Исходный текст:
━━━━━━━━━━
Я этого не знал и уверен, что большинство читателей романа не знают. Но проблема авторства «Тихого Дона» неслучайно появилась. Ее не Солженицын придумал. Она возникла в начале публикации романа, ее обсуждали в Союзе писателей СССР. И с годами этот вопрос поднимался много раз. Шолохов был слишком молод, чтобы создать такую грандиозную эпопею. Толстому, когда он начал писать «Войну и мир», было 36 лет.
Захар Прилепин: Ты сам отлично знаешь, что Толстой начал писать свою великую повесть «Детство» в 22 года, а в 24 ее закончил. Как и Шолохов — первую книгу своего романа. Последнюю он написал в 35 лет. На самом деле «Тихий Дон» — это и есть своеобразное «Детство» Шолохова, потому что там бессчетное количество примет его детства.
Вспомним начало романа. Мелеховы ловят рыбу и несут на продажу в дом купца Мохова. Кто такой Мохов? Это прадед Шолохова — богатый купец. Он в романе ему даже фамилию менять не стал. Перед нами, по сути, постмодернистская игра. Причем она куда более глубокая, чем может показаться.
━━━━━━━━━━
Записи:
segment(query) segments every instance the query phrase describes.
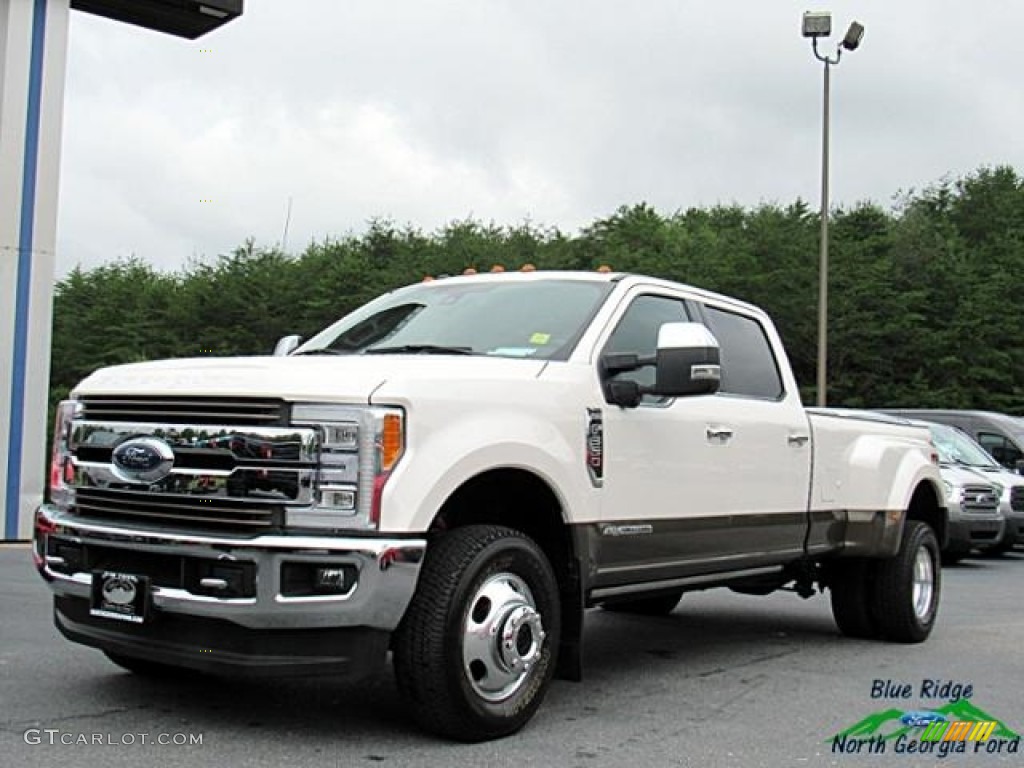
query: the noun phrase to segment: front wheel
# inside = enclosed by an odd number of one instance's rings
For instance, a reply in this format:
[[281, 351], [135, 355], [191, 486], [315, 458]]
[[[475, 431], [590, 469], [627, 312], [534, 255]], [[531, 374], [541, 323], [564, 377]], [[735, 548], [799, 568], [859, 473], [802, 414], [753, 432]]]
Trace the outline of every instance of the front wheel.
[[427, 550], [393, 644], [417, 722], [463, 741], [519, 730], [554, 673], [559, 612], [551, 565], [530, 539], [499, 525], [444, 534]]

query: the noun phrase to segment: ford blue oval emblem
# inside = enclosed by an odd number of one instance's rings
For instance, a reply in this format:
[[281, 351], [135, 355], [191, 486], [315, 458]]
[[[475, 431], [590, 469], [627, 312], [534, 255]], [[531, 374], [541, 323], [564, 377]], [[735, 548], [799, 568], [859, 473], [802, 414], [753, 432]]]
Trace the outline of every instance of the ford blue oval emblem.
[[171, 473], [174, 451], [159, 437], [131, 437], [111, 456], [114, 474], [127, 482], [157, 482]]

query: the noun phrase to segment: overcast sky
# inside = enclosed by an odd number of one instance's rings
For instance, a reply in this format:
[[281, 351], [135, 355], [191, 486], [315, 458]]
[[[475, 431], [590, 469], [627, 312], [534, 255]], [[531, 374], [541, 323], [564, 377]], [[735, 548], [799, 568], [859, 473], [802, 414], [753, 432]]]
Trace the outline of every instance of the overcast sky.
[[833, 71], [833, 200], [891, 205], [1024, 169], [1020, 0], [246, 0], [186, 41], [72, 13], [58, 271], [163, 269], [372, 217], [575, 231], [621, 205], [819, 201], [822, 67], [803, 11], [863, 44]]

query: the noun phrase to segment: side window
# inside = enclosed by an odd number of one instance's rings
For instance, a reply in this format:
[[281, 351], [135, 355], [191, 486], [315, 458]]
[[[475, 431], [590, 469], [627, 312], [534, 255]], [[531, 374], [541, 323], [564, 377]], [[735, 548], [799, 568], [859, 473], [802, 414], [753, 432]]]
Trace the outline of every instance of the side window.
[[[666, 296], [638, 296], [629, 305], [603, 354], [653, 354], [657, 349], [657, 331], [663, 323], [685, 323], [689, 319], [686, 305], [679, 299]], [[654, 367], [647, 366], [639, 371], [618, 375], [622, 379], [636, 381], [650, 386], [654, 383]], [[644, 397], [644, 401], [658, 398]]]
[[724, 394], [777, 399], [782, 379], [771, 344], [761, 324], [753, 317], [705, 306], [708, 328], [721, 345]]
[[991, 432], [980, 432], [978, 434], [978, 442], [981, 443], [981, 446], [985, 451], [992, 455], [995, 461], [1005, 467], [1013, 469], [1017, 466], [1017, 462], [1021, 458], [1024, 458], [1024, 454], [1021, 454], [1017, 446], [1002, 435], [992, 434]]

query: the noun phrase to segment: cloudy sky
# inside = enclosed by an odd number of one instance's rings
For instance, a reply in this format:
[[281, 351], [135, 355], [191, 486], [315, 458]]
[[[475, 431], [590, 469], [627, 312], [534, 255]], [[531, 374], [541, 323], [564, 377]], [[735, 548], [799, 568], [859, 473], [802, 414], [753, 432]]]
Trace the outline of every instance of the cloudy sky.
[[890, 205], [1024, 170], [1020, 0], [247, 0], [185, 41], [72, 14], [58, 271], [288, 251], [372, 217], [574, 231], [621, 205]]

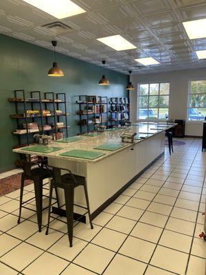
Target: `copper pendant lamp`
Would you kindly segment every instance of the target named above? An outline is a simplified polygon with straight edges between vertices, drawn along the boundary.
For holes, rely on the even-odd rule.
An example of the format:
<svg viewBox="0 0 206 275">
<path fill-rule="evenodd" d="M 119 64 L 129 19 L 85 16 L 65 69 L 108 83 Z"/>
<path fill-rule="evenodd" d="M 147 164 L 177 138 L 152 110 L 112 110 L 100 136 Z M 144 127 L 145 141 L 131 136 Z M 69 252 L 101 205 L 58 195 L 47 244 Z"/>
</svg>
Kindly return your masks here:
<svg viewBox="0 0 206 275">
<path fill-rule="evenodd" d="M 132 74 L 132 71 L 129 71 L 129 74 L 130 74 L 130 74 Z M 129 81 L 129 82 L 128 83 L 128 85 L 126 87 L 126 90 L 134 90 L 135 89 L 135 87 L 130 81 Z"/>
<path fill-rule="evenodd" d="M 58 67 L 57 62 L 56 61 L 56 50 L 55 47 L 57 45 L 56 41 L 52 41 L 52 46 L 54 46 L 54 62 L 53 62 L 52 67 L 48 72 L 49 76 L 64 76 L 65 74 L 61 69 Z"/>
<path fill-rule="evenodd" d="M 102 60 L 102 64 L 104 65 L 104 74 L 102 76 L 102 78 L 100 79 L 99 81 L 99 85 L 109 85 L 110 82 L 107 78 L 106 78 L 105 73 L 104 73 L 104 65 L 106 63 L 105 60 Z"/>
</svg>

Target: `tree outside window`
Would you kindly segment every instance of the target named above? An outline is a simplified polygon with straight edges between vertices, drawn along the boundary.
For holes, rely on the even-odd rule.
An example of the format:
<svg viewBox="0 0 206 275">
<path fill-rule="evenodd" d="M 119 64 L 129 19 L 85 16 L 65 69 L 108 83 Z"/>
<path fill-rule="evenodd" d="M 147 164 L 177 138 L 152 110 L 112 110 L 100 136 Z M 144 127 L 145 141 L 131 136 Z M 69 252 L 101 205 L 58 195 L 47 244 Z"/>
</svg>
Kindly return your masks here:
<svg viewBox="0 0 206 275">
<path fill-rule="evenodd" d="M 169 116 L 170 83 L 140 84 L 138 119 L 167 120 Z"/>
<path fill-rule="evenodd" d="M 190 82 L 188 120 L 204 120 L 206 116 L 206 80 Z"/>
</svg>

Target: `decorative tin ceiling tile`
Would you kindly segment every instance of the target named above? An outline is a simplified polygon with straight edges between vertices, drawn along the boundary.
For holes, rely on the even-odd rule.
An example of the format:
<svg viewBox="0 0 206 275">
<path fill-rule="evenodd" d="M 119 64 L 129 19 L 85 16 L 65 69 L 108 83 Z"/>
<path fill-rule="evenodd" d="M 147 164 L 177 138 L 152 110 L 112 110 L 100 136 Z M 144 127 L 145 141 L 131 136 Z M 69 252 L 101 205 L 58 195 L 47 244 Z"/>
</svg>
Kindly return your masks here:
━━━━━━━━━━
Цель A: Почему, согласно исходному тексту, Захар Прилепин называет «Тихий Дон» своеобразным «Детством» Шолохова?
Цель B: Приведите заново записи, начиная со строки с «query: the noun phrase to segment: ford» и до строки с «11], [863, 44]]» включительно, вместе с запросами. В ответах прибавьте 63 к каждой координате вершин, а запросы и образцы формата оставьте без изменений.

Письменный ответ A: Потому что в романе бессчетное количество примет детства Шолохова.

Письменный ответ B:
query: the noun phrase to segment: ford blue oval emblem
# inside = enclosed by an odd number of one instance's rings
For instance, a reply in this format:
[[281, 351], [135, 355], [191, 486], [315, 458]]
[[[475, 431], [590, 469], [627, 312], [534, 255]], [[531, 374], [541, 323], [564, 377]], [[735, 548], [799, 568], [859, 473], [802, 414], [753, 432]]]
Trace the outline of every instance of the ford blue oval emblem.
[[234, 536], [237, 514], [222, 500], [194, 500], [174, 519], [177, 537], [190, 545], [220, 545]]

query: the noun phrase to segment: overcast sky
# inside = enclosed by an odd number of one instance's rings
For instance, a reply in this format:
[[281, 351], [135, 355], [191, 486], [315, 458]]
[[[475, 431], [590, 469], [627, 312], [534, 255]], [[531, 374], [541, 323], [564, 377]], [[735, 548], [799, 568], [859, 473], [802, 414], [753, 432]]]
Trace the outline of every instance of the overcast sky.
[[896, 134], [896, 263], [954, 268], [1087, 232], [1083, 63], [309, 63], [249, 104], [135, 76], [121, 334], [226, 332], [435, 280], [638, 294], [684, 268], [882, 264], [885, 130], [866, 74], [926, 107]]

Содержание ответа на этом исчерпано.